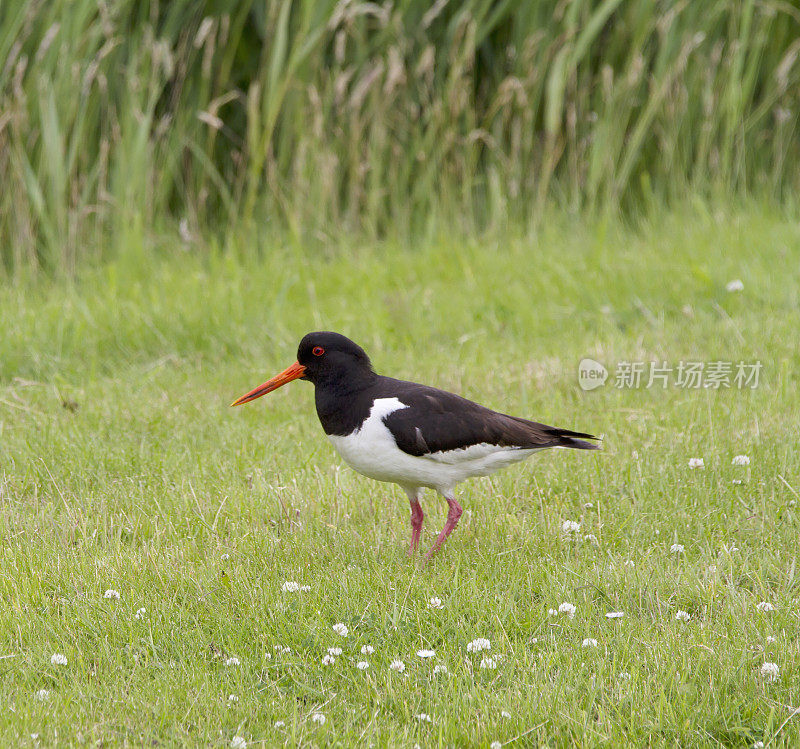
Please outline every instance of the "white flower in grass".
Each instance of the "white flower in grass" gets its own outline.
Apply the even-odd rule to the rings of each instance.
[[[761,664],[761,675],[764,677],[764,681],[777,681],[779,672],[777,663],[766,661]]]
[[[479,637],[477,640],[473,640],[472,642],[467,643],[467,652],[468,653],[480,653],[481,650],[491,650],[492,643],[489,642],[485,637]]]
[[[564,603],[560,604],[558,607],[559,614],[568,614],[570,619],[575,618],[575,612],[577,608],[575,607],[574,603],[569,603],[568,601],[564,601]]]
[[[561,523],[561,532],[569,535],[570,533],[577,533],[581,529],[581,524],[575,520],[565,520]]]

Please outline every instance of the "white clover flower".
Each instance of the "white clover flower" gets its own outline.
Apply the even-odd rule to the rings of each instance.
[[[570,533],[577,533],[581,529],[581,524],[575,520],[565,520],[561,523],[561,532],[569,535]]]
[[[765,661],[761,664],[761,675],[764,677],[764,681],[777,681],[779,672],[777,663]]]
[[[569,603],[567,601],[564,601],[564,603],[560,604],[559,607],[558,607],[558,613],[559,614],[569,614],[569,618],[570,619],[574,619],[575,618],[575,612],[576,611],[577,611],[577,608],[576,608],[575,604],[574,603]]]
[[[491,650],[492,643],[489,642],[485,637],[479,637],[477,640],[473,640],[472,642],[467,643],[467,652],[468,653],[480,653],[481,650]]]

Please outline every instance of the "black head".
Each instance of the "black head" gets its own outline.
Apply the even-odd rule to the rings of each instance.
[[[300,341],[297,361],[231,405],[240,406],[298,378],[339,391],[358,390],[377,375],[361,346],[339,333],[309,333]]]
[[[320,331],[303,336],[297,361],[305,368],[302,379],[315,385],[338,380],[356,384],[375,375],[364,349],[340,333]]]

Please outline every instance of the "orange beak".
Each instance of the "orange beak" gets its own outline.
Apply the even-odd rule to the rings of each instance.
[[[242,403],[249,403],[256,398],[260,398],[262,395],[266,395],[267,393],[271,393],[273,390],[277,390],[287,382],[291,382],[292,380],[296,380],[298,377],[302,377],[305,373],[306,368],[299,362],[295,362],[291,367],[287,367],[283,370],[283,372],[281,372],[279,375],[275,375],[275,377],[273,377],[271,380],[267,380],[263,385],[259,385],[249,393],[245,393],[241,398],[237,398],[233,403],[231,403],[231,406],[241,406]]]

> _GIVEN INSTRUCTION_
Copy out every line above that contains the word "Please".

> _COMPLETED EXERCISE_
Please outline every instance of the "white flower in grass".
Please outline every instance of the "white clover flower".
Please outline every instance of the "black head".
Please outline every instance of the "orange beak".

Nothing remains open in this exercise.